DIRECTIONS FOR THIS TASK: Report every line in the data below that contains the string "streetcar", copying each such line in full. Treat the match as case-sensitive.

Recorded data
#####
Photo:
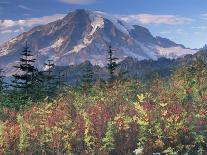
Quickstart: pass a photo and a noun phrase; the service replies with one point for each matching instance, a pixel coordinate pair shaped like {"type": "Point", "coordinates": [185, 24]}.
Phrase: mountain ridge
{"type": "Point", "coordinates": [85, 35]}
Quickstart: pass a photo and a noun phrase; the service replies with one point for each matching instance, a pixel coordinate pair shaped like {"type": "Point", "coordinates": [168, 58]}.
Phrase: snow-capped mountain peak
{"type": "Point", "coordinates": [85, 35]}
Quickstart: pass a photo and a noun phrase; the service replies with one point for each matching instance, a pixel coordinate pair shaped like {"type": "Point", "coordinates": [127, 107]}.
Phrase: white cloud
{"type": "Point", "coordinates": [77, 1]}
{"type": "Point", "coordinates": [8, 24]}
{"type": "Point", "coordinates": [6, 31]}
{"type": "Point", "coordinates": [24, 7]}
{"type": "Point", "coordinates": [204, 16]}
{"type": "Point", "coordinates": [200, 27]}
{"type": "Point", "coordinates": [10, 28]}
{"type": "Point", "coordinates": [156, 19]}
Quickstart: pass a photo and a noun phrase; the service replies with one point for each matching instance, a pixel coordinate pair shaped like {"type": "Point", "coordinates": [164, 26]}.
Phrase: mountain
{"type": "Point", "coordinates": [85, 35]}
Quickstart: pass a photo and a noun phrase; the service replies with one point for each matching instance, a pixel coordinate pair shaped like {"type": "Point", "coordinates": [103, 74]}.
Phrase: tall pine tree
{"type": "Point", "coordinates": [27, 73]}
{"type": "Point", "coordinates": [1, 80]}
{"type": "Point", "coordinates": [112, 63]}
{"type": "Point", "coordinates": [87, 80]}
{"type": "Point", "coordinates": [50, 81]}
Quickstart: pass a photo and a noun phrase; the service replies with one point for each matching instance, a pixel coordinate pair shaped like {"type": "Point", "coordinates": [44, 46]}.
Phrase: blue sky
{"type": "Point", "coordinates": [183, 21]}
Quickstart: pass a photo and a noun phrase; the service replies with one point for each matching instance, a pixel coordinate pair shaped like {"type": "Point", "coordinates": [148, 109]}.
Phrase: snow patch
{"type": "Point", "coordinates": [174, 52]}
{"type": "Point", "coordinates": [117, 22]}
{"type": "Point", "coordinates": [58, 43]}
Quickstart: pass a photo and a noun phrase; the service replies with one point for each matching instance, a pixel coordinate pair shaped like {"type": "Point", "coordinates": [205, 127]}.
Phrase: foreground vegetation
{"type": "Point", "coordinates": [167, 116]}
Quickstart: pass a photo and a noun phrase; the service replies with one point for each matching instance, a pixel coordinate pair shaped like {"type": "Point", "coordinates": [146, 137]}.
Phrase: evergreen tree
{"type": "Point", "coordinates": [87, 80]}
{"type": "Point", "coordinates": [112, 64]}
{"type": "Point", "coordinates": [1, 80]}
{"type": "Point", "coordinates": [50, 79]}
{"type": "Point", "coordinates": [27, 77]}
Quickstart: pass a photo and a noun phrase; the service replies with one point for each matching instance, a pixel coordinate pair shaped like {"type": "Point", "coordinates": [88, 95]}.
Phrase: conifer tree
{"type": "Point", "coordinates": [112, 64]}
{"type": "Point", "coordinates": [87, 80]}
{"type": "Point", "coordinates": [1, 80]}
{"type": "Point", "coordinates": [27, 77]}
{"type": "Point", "coordinates": [50, 79]}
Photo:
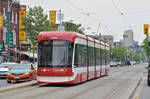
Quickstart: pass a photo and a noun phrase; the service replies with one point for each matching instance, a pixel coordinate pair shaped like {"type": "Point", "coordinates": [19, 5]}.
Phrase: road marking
{"type": "Point", "coordinates": [139, 90]}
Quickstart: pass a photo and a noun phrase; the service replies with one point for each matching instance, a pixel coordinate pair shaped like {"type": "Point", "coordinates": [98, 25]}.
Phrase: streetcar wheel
{"type": "Point", "coordinates": [8, 81]}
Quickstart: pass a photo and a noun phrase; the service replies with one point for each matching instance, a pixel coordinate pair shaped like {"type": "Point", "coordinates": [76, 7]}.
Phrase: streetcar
{"type": "Point", "coordinates": [70, 58]}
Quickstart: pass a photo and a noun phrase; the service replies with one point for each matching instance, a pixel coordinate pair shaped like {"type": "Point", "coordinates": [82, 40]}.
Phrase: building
{"type": "Point", "coordinates": [107, 38]}
{"type": "Point", "coordinates": [14, 22]}
{"type": "Point", "coordinates": [128, 38]}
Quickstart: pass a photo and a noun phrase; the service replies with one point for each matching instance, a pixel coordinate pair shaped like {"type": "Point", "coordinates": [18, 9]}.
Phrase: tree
{"type": "Point", "coordinates": [137, 57]}
{"type": "Point", "coordinates": [74, 27]}
{"type": "Point", "coordinates": [119, 53]}
{"type": "Point", "coordinates": [35, 22]}
{"type": "Point", "coordinates": [145, 46]}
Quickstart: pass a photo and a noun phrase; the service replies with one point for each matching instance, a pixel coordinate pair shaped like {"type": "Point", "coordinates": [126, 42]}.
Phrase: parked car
{"type": "Point", "coordinates": [21, 72]}
{"type": "Point", "coordinates": [4, 68]}
{"type": "Point", "coordinates": [113, 64]}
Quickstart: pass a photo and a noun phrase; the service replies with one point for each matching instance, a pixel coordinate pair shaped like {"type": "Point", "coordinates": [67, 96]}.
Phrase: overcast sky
{"type": "Point", "coordinates": [115, 16]}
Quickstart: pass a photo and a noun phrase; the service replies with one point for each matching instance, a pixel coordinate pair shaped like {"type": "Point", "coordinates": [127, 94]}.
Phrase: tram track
{"type": "Point", "coordinates": [116, 87]}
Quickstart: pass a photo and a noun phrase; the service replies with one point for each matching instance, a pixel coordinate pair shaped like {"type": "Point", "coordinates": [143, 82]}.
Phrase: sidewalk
{"type": "Point", "coordinates": [17, 86]}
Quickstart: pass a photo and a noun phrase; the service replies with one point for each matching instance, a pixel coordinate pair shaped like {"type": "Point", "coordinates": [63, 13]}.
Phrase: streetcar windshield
{"type": "Point", "coordinates": [55, 53]}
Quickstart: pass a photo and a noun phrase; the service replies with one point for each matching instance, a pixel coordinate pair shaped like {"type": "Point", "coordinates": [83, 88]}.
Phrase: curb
{"type": "Point", "coordinates": [18, 86]}
{"type": "Point", "coordinates": [134, 91]}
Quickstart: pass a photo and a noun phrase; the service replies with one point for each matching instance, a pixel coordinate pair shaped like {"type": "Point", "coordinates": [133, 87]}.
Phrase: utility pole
{"type": "Point", "coordinates": [8, 13]}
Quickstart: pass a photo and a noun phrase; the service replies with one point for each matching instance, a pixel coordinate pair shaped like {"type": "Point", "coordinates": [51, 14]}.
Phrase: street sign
{"type": "Point", "coordinates": [146, 29]}
{"type": "Point", "coordinates": [22, 15]}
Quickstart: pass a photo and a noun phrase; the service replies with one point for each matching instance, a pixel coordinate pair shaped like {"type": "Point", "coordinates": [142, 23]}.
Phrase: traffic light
{"type": "Point", "coordinates": [146, 29]}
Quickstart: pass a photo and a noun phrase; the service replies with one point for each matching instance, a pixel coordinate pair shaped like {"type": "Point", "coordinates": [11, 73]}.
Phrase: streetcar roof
{"type": "Point", "coordinates": [65, 35]}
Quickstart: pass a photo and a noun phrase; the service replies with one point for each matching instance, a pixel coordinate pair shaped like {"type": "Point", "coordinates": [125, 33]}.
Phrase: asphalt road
{"type": "Point", "coordinates": [118, 85]}
{"type": "Point", "coordinates": [145, 91]}
{"type": "Point", "coordinates": [3, 82]}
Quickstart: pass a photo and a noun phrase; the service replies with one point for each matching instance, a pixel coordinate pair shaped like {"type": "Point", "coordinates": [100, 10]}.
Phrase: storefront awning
{"type": "Point", "coordinates": [17, 51]}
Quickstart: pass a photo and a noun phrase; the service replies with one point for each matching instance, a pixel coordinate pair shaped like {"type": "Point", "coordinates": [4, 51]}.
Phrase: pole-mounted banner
{"type": "Point", "coordinates": [146, 29]}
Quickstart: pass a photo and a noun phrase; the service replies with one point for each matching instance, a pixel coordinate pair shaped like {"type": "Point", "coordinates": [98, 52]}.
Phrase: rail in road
{"type": "Point", "coordinates": [118, 85]}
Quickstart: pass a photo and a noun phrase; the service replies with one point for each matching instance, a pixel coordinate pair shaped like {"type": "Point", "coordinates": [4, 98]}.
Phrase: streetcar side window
{"type": "Point", "coordinates": [91, 55]}
{"type": "Point", "coordinates": [80, 59]}
{"type": "Point", "coordinates": [76, 56]}
{"type": "Point", "coordinates": [97, 56]}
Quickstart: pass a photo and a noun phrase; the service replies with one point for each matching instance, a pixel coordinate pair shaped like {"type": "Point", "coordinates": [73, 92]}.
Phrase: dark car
{"type": "Point", "coordinates": [22, 72]}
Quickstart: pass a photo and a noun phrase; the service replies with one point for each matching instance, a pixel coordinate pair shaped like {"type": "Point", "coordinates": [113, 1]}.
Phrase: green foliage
{"type": "Point", "coordinates": [74, 27]}
{"type": "Point", "coordinates": [35, 22]}
{"type": "Point", "coordinates": [145, 46]}
{"type": "Point", "coordinates": [119, 53]}
{"type": "Point", "coordinates": [137, 57]}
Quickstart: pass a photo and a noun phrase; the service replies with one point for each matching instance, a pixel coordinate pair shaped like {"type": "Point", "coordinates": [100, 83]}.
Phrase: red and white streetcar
{"type": "Point", "coordinates": [70, 58]}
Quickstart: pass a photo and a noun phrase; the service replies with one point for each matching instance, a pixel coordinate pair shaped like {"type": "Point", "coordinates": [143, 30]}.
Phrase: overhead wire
{"type": "Point", "coordinates": [120, 13]}
{"type": "Point", "coordinates": [88, 14]}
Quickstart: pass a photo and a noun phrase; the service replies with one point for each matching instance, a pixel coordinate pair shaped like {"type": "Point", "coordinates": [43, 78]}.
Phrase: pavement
{"type": "Point", "coordinates": [17, 86]}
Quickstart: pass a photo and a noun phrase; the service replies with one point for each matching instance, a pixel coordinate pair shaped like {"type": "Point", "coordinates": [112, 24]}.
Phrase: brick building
#####
RESULT:
Phrase: streetcar wheel
Phrase: streetcar
Phrase: streetcar windshield
Phrase: streetcar roof
Phrase: streetcar side window
Phrase: red and white streetcar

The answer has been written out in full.